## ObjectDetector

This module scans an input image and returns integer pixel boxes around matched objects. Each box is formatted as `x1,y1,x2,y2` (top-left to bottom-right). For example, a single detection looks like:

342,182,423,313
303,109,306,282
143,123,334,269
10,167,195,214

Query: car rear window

- _Task directions_: Reproduce the records above line for line, without changing a single character.

- _Final result_:
## ObjectDetector

This module scans an input image and returns integer pixel boxes around matched objects. Each box is formatted as `x1,y1,x2,y2` (top-left to bottom-right). For example, a single detection looks like:

342,182,423,313
303,109,306,282
143,123,334,269
10,167,195,214

Query: car rear window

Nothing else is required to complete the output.